TASK DESCRIPTION> Transcribe the records word for word, beginning with the first line and ending with the line that contains "of the lamp"; include nothing else.

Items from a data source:
---
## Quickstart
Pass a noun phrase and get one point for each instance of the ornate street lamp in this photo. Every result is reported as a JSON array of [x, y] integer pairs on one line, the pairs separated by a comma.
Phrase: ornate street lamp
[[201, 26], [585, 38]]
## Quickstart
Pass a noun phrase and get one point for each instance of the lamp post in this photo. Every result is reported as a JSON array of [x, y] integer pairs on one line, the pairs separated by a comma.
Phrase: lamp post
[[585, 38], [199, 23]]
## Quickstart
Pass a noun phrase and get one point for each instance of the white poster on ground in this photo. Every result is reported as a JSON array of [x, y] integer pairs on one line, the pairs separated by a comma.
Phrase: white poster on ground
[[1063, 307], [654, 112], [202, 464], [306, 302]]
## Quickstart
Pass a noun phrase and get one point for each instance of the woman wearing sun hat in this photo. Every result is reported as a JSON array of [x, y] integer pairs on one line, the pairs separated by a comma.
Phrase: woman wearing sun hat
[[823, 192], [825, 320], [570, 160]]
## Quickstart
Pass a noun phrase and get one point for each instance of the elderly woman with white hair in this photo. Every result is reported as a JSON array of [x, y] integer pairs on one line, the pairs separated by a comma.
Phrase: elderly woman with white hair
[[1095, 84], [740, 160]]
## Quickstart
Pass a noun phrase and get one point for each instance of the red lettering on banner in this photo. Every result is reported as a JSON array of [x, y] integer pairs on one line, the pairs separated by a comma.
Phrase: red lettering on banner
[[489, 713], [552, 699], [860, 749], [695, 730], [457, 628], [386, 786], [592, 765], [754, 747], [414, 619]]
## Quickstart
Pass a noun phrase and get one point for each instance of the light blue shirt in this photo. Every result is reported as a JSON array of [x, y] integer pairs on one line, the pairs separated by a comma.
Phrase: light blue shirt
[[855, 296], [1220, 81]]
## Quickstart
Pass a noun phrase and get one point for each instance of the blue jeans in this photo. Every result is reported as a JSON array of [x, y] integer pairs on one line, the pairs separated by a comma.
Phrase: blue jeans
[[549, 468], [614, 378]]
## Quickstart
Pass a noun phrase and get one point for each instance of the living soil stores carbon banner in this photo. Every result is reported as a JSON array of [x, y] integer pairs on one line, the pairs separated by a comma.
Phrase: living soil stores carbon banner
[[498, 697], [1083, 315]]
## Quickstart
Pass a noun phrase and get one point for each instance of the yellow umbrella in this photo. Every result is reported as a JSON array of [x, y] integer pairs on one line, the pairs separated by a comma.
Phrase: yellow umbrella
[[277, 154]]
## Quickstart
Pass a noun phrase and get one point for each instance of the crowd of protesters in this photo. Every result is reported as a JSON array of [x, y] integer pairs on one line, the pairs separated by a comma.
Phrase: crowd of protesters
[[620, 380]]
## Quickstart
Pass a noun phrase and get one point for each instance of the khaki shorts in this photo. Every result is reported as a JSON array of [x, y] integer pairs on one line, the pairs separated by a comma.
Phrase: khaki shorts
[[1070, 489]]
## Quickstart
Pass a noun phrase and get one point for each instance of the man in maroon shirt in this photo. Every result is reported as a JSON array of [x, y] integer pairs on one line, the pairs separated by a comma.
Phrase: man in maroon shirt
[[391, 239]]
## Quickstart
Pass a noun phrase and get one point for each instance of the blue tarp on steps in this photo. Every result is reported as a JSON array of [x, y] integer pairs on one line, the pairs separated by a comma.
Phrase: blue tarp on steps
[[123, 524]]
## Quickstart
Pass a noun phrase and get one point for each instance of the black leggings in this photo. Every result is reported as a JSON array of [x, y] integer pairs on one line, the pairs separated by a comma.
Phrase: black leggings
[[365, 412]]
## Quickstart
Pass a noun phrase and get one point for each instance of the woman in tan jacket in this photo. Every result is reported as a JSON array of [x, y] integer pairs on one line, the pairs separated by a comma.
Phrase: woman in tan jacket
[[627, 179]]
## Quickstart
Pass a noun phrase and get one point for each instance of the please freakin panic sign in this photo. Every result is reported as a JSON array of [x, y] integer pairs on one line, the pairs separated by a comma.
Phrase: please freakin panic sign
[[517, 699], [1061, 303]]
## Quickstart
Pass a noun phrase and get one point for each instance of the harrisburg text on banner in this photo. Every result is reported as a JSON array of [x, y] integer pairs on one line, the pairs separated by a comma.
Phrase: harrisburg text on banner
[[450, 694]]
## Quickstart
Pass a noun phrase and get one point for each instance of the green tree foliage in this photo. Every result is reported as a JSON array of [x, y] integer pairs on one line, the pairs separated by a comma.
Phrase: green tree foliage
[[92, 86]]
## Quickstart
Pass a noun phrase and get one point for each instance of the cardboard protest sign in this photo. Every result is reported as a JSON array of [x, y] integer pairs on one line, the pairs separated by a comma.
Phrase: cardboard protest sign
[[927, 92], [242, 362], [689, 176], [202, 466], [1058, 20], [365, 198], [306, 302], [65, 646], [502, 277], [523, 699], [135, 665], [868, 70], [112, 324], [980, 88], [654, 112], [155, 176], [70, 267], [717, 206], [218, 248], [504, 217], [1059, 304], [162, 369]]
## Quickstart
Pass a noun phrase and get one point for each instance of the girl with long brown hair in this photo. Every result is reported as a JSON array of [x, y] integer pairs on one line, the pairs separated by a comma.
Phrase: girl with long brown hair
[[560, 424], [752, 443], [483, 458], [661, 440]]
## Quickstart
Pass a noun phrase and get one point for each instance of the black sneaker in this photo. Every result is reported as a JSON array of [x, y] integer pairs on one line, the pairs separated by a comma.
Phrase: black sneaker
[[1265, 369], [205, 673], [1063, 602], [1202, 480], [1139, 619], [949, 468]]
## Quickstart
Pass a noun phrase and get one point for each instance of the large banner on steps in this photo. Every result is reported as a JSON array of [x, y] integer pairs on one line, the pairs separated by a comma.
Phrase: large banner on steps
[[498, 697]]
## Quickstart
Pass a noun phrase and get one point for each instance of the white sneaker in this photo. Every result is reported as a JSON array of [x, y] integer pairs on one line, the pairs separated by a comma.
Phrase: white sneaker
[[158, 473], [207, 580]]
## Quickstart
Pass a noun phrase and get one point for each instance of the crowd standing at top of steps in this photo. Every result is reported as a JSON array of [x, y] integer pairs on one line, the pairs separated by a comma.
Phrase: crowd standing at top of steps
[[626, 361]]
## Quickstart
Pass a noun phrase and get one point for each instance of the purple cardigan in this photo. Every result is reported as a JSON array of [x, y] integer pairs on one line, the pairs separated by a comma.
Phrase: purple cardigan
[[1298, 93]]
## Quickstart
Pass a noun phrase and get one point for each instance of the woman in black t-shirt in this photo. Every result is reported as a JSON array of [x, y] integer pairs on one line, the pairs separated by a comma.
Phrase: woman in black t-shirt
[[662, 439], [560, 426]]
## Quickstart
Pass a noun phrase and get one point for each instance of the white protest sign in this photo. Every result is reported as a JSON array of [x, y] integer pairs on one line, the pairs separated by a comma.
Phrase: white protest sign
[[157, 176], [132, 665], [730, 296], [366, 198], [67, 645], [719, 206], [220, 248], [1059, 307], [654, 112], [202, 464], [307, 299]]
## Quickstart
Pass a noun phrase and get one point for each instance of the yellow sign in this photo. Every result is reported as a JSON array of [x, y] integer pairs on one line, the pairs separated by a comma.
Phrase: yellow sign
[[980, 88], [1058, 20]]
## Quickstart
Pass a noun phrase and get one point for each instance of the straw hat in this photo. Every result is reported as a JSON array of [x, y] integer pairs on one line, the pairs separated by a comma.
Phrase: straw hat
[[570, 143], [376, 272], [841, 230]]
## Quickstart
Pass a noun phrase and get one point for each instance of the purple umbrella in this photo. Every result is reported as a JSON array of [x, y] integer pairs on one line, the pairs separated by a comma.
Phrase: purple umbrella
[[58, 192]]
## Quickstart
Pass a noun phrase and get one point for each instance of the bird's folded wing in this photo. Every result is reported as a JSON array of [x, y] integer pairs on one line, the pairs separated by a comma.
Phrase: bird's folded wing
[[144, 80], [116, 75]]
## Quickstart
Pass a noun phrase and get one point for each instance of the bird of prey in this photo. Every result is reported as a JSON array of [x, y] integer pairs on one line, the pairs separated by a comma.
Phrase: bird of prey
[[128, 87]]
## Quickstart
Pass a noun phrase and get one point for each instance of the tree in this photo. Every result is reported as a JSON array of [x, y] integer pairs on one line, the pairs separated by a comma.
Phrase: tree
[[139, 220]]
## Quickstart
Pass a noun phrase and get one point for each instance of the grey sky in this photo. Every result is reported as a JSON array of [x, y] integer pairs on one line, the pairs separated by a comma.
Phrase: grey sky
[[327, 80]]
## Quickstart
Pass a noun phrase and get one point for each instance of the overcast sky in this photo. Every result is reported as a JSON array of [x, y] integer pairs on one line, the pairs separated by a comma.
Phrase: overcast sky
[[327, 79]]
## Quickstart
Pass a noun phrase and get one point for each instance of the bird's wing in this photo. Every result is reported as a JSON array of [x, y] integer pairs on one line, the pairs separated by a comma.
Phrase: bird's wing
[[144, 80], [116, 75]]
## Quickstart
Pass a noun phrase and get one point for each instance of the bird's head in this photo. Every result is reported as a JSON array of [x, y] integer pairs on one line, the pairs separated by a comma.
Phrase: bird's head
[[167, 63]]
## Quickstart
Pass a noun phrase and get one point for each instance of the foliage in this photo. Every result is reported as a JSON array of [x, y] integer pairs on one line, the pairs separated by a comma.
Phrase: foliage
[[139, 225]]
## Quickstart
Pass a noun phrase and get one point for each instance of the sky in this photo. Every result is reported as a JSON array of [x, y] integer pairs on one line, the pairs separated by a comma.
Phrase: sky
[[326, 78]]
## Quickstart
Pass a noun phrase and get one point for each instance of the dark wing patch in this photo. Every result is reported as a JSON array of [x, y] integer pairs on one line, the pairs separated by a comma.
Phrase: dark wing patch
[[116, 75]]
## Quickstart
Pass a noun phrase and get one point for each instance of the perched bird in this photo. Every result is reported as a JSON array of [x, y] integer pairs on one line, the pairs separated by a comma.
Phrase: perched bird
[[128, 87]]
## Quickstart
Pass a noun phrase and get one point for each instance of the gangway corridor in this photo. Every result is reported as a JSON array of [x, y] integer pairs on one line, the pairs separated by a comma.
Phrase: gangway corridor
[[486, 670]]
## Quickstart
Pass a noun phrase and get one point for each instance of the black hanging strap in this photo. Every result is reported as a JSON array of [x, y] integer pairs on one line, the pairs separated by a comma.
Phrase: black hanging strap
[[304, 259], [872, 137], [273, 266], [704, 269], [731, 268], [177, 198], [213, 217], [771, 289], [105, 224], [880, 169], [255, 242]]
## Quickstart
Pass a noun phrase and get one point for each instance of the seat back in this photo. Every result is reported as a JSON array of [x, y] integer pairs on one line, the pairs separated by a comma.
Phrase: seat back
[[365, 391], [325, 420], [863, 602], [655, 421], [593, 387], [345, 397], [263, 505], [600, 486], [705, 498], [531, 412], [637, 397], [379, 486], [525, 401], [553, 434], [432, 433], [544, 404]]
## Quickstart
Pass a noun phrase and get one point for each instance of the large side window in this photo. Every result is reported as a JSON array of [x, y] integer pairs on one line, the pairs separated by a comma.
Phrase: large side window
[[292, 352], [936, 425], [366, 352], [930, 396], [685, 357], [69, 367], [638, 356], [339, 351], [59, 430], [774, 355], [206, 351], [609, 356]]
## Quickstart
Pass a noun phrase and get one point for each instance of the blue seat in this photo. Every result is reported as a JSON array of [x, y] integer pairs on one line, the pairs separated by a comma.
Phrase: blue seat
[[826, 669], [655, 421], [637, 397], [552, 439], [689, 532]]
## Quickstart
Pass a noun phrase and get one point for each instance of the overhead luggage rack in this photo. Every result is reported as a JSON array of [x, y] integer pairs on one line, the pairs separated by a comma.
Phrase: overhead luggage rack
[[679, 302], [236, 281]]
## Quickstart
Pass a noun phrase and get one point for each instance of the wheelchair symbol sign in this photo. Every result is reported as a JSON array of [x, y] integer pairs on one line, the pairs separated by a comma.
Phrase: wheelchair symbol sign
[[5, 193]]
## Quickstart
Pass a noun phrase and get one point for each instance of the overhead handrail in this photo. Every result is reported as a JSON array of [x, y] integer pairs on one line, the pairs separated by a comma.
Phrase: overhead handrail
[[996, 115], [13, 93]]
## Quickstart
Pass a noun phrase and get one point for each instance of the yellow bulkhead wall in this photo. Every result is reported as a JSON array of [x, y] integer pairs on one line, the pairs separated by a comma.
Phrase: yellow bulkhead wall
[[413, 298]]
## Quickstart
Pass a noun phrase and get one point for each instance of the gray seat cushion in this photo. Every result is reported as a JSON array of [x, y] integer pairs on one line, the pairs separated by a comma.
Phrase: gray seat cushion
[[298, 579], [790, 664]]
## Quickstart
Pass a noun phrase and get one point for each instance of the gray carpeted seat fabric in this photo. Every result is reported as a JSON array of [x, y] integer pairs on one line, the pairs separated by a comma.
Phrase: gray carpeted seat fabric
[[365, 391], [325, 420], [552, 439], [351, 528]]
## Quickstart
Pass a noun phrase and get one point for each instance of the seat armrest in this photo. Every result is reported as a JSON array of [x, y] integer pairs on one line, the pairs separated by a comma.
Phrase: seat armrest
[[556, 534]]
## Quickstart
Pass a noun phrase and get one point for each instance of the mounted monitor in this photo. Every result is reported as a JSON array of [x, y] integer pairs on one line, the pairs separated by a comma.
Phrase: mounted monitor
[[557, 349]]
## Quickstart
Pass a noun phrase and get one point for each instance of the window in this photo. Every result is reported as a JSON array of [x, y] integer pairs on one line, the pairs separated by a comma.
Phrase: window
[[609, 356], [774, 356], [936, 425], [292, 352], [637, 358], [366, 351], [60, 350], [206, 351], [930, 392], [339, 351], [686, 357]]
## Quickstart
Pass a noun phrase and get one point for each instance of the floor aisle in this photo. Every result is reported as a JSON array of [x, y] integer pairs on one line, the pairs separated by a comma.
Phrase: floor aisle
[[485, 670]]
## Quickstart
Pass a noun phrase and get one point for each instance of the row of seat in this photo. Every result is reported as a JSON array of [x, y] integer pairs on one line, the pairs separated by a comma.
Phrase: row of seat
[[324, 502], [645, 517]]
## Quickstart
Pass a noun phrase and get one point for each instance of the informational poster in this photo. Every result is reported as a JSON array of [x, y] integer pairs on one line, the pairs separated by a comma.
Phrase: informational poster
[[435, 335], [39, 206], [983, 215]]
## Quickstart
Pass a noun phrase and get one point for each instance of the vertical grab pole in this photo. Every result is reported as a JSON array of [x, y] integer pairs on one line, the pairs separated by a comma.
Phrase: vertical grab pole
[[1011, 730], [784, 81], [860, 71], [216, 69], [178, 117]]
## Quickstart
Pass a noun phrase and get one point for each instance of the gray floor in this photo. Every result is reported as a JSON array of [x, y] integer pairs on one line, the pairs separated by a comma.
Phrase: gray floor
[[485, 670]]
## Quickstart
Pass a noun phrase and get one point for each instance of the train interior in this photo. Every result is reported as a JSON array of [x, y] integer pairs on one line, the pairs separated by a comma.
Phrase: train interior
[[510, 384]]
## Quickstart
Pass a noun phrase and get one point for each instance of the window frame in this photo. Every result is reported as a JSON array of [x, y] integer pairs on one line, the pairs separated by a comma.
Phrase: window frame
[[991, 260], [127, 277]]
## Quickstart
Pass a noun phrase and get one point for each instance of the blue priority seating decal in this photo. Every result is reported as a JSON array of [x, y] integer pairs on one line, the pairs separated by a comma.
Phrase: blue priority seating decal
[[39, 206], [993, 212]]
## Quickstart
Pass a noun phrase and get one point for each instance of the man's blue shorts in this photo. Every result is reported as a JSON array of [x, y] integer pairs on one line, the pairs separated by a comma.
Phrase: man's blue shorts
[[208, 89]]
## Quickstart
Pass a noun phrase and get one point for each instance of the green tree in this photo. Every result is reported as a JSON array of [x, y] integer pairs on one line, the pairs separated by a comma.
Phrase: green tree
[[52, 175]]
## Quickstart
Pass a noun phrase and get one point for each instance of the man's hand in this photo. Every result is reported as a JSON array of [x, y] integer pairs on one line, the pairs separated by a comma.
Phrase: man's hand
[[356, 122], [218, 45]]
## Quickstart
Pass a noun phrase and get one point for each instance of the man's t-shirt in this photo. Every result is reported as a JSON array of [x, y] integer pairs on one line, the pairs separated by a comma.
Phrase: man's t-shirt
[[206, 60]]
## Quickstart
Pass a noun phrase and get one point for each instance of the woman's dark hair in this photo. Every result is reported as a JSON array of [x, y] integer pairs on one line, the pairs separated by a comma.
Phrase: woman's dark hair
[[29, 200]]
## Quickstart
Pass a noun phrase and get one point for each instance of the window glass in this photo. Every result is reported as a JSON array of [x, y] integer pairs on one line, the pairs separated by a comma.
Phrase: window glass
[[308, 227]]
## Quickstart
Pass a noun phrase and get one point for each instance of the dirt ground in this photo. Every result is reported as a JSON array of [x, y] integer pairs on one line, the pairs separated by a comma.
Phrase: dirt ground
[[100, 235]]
---
SOLUTION BELOW>
## Quickstart
Pass a noun phrase and get one point for each instance of the ornate street lamp in this photo. Every result is reported as a JSON array of [x, y] integer pairs on one line, the pairs separated by a comma.
Phrase: ornate street lamp
[[201, 26], [585, 38]]
## Quickstart
Pass a noun phrase and get one point for each instance of the lamp post in this photo. Every result is reported as a JSON array of [x, y] integer pairs on one line, the pairs separated by a comma.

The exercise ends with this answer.